Rows from an object pointing dataset:
[Begin]
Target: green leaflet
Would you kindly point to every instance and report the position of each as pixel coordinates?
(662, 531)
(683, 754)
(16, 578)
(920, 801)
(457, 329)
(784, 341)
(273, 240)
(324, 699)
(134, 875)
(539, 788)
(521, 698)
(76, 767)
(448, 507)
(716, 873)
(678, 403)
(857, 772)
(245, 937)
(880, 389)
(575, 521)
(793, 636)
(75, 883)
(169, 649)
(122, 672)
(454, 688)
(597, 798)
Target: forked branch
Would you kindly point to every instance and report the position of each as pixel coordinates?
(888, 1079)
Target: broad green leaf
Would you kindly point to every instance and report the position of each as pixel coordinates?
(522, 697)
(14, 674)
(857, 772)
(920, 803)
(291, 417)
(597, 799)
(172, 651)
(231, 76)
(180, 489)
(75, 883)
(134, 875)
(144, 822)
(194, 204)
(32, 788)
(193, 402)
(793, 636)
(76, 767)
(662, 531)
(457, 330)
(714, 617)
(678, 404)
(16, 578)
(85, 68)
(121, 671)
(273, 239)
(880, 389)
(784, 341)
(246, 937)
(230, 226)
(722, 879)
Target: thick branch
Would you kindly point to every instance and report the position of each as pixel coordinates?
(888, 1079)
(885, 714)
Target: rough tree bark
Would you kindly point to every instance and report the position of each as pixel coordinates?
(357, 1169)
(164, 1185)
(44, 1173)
[End]
Write out the whole listing above again, swapping every "branch" for "limb" and keeping everything else unchanged.

SOLUTION TO THE EXERCISE:
Target: green leaflet
Would you kindly point to every instance and report the position of each as pixel coordinates?
(662, 531)
(683, 754)
(16, 578)
(920, 801)
(457, 329)
(784, 341)
(273, 240)
(324, 699)
(134, 875)
(539, 788)
(521, 698)
(76, 767)
(448, 507)
(716, 873)
(678, 403)
(857, 772)
(245, 937)
(880, 389)
(575, 521)
(793, 636)
(75, 883)
(169, 649)
(122, 672)
(454, 688)
(597, 798)
Target: forked limb
Would you kindly point to every instance and report the position of each as pixel coordinates?
(888, 1079)
Target: broad green leaf
Would you kindly point to every instance and report the position of each as pixel coordinates?
(522, 697)
(14, 674)
(857, 772)
(920, 803)
(291, 417)
(597, 799)
(172, 651)
(231, 76)
(180, 489)
(75, 883)
(134, 875)
(144, 822)
(194, 204)
(32, 788)
(193, 402)
(793, 636)
(76, 767)
(662, 531)
(457, 330)
(714, 617)
(678, 404)
(16, 578)
(85, 68)
(121, 671)
(273, 239)
(880, 389)
(784, 341)
(246, 937)
(230, 226)
(722, 879)
Target: thick limb
Would you kindly point to every instance and report the position of each as pixel coordinates?
(888, 1079)
(885, 714)
Target: rough tree bark
Would you kindly point to every instance and report the position of each as pixel coordinates?
(357, 1169)
(164, 1185)
(44, 1173)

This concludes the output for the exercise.